* [STATED TASK]:
Retype exactly the line holding "Can you find the pointed" and each line that follows, down to the last one. Exclude pictures.

=======

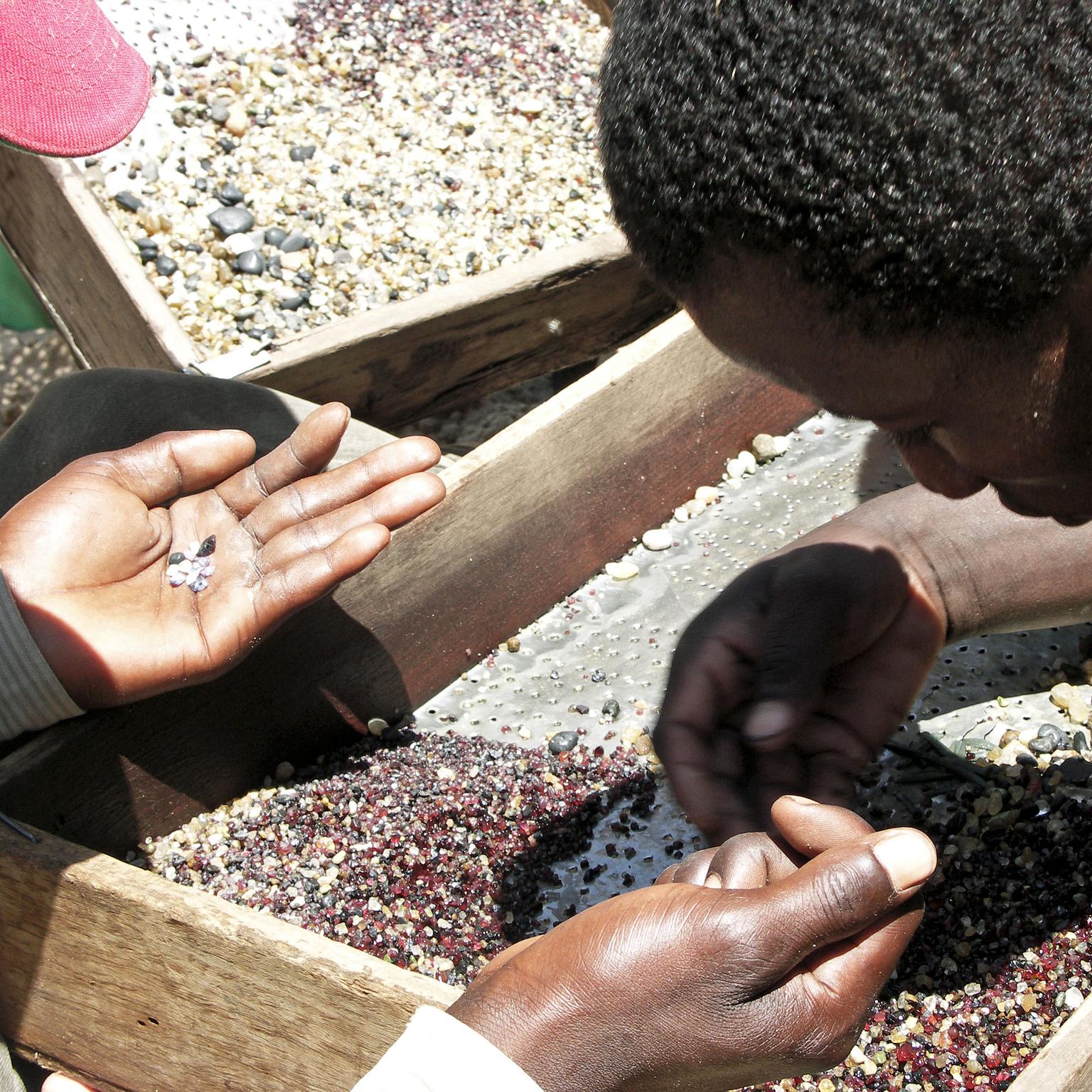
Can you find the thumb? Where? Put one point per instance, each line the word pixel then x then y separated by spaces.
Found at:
pixel 173 464
pixel 839 894
pixel 828 602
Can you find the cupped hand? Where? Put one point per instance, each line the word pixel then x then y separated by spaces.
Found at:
pixel 85 555
pixel 792 680
pixel 706 988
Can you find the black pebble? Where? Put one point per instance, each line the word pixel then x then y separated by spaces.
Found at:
pixel 293 242
pixel 230 221
pixel 250 261
pixel 564 742
pixel 129 201
pixel 230 193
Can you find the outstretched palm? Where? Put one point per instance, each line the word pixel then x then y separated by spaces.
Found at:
pixel 87 554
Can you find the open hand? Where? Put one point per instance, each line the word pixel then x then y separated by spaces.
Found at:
pixel 792 680
pixel 707 988
pixel 85 555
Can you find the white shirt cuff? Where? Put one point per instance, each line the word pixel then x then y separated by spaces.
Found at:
pixel 438 1053
pixel 31 695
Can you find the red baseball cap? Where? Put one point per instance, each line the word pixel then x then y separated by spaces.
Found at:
pixel 69 83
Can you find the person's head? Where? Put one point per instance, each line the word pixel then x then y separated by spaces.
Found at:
pixel 884 203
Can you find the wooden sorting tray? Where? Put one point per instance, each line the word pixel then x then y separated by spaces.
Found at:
pixel 390 365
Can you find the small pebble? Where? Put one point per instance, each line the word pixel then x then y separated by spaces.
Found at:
pixel 564 742
pixel 250 261
pixel 232 220
pixel 129 201
pixel 656 539
pixel 293 242
pixel 1049 739
pixel 230 193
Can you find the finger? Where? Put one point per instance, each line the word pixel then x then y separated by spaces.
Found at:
pixel 392 505
pixel 837 894
pixel 856 969
pixel 498 961
pixel 692 869
pixel 751 861
pixel 171 464
pixel 313 444
pixel 316 574
pixel 327 493
pixel 812 828
pixel 818 609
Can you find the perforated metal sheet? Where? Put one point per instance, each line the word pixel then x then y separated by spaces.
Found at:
pixel 627 631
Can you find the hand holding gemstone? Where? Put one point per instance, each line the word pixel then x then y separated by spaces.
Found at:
pixel 103 560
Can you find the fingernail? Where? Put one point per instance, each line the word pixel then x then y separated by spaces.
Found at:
pixel 906 856
pixel 769 719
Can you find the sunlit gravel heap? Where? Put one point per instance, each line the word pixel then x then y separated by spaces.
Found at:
pixel 428 851
pixel 387 149
pixel 1002 956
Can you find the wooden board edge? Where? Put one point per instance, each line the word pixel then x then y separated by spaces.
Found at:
pixel 458 343
pixel 1065 1064
pixel 108 307
pixel 130 980
pixel 530 517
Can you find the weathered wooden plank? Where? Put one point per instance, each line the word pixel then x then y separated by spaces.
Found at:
pixel 106 306
pixel 530 515
pixel 139 984
pixel 454 344
pixel 1065 1064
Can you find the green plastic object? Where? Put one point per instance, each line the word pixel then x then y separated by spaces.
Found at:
pixel 18 307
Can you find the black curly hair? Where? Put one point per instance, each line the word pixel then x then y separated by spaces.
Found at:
pixel 926 160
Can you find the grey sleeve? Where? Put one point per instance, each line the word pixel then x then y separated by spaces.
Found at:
pixel 31 695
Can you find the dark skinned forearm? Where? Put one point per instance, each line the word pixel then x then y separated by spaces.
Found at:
pixel 982 567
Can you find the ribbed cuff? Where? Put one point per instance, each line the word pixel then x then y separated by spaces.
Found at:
pixel 31 695
pixel 438 1053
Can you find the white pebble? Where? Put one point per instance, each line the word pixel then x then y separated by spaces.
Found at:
pixel 238 244
pixel 656 539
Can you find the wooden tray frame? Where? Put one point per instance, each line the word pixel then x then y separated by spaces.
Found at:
pixel 139 985
pixel 390 365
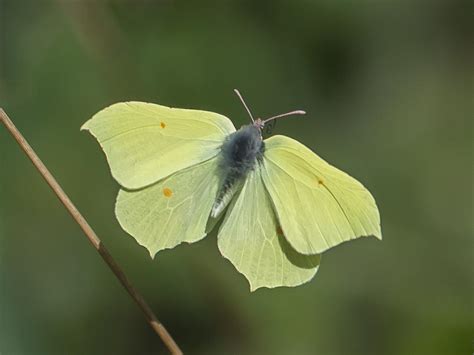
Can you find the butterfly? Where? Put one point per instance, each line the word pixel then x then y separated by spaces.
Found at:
pixel 183 170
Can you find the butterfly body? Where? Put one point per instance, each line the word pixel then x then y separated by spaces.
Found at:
pixel 179 169
pixel 239 154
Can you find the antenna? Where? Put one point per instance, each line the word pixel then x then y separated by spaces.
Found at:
pixel 297 112
pixel 245 105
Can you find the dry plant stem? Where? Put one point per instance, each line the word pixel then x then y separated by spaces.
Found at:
pixel 93 238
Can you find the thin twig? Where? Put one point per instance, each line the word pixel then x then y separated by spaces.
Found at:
pixel 90 234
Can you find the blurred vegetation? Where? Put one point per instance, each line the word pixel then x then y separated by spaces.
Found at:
pixel 388 87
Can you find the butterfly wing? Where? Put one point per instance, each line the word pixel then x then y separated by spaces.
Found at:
pixel 146 142
pixel 173 210
pixel 318 206
pixel 251 239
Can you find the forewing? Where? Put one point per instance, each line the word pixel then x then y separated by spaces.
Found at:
pixel 318 206
pixel 172 211
pixel 146 142
pixel 252 240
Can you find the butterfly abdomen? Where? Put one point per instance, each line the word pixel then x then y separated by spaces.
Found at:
pixel 239 154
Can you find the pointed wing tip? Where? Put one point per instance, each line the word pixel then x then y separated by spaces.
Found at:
pixel 85 126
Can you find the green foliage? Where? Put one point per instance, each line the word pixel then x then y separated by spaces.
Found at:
pixel 385 87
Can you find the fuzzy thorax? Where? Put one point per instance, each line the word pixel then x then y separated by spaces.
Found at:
pixel 239 154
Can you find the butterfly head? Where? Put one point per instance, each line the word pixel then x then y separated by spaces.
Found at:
pixel 259 123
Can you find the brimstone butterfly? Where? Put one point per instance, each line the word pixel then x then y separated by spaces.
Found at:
pixel 180 169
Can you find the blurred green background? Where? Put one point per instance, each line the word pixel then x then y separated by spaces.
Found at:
pixel 388 87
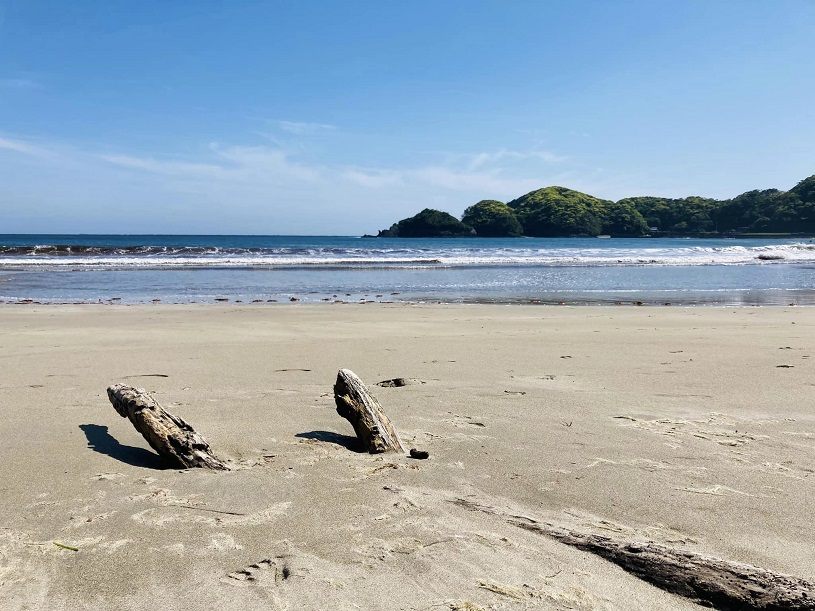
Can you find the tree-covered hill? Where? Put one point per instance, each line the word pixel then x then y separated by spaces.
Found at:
pixel 558 211
pixel 428 223
pixel 491 218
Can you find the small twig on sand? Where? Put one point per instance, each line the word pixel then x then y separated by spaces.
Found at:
pixel 229 513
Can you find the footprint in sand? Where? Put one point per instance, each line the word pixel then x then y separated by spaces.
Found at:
pixel 275 570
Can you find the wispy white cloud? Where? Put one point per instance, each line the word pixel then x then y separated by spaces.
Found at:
pixel 19 83
pixel 272 188
pixel 25 147
pixel 300 128
pixel 503 156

=======

* [TASK RESPONSE]:
Can you find the pointed wing tip? Where? Put one point per instance, each line the word pixel then x then y separated by spaces.
Found at:
pixel 85 126
Can you find the green foliage? Where? Put one point per instance, each line the word pixel then x then y separated by spaces.
Found at:
pixel 385 87
Can you find the fuzzy thorax? Where? Put one point per instance, each line the word pixel then x then y separated by spaces.
Found at:
pixel 239 154
Can you find the butterfly head? Where? Put one point per instance, each line the word pixel then x then y separated by spaces.
Found at:
pixel 259 123
Can you find the brimstone butterfly? Where? Put one point per instance, each line the word pixel then x then y separated by spaces.
Found at:
pixel 180 169
Can you find the blurred green background? Where? Put one point per instance, each line the word pixel then x then y separated by spaces.
Found at:
pixel 388 87
Can you find the tree-covered hill? Where? Put one point per instance, each line the word pixel then x then y separated by spaces.
Found at:
pixel 558 211
pixel 428 223
pixel 491 218
Can you find the small twig on sand? Where? Put one point per instance, each line the word pixel then x then y separated by spaces.
Found at:
pixel 229 513
Can you find the footprint in sand? Where? Put one point per instance, each line the word pixel then x then y separated by spaces.
Found at:
pixel 275 570
Can you find the wispy white cloud? Where? Put one point per instance, each line the word pixel then x then y separated by spaces.
Found at:
pixel 19 83
pixel 272 188
pixel 25 147
pixel 300 128
pixel 503 156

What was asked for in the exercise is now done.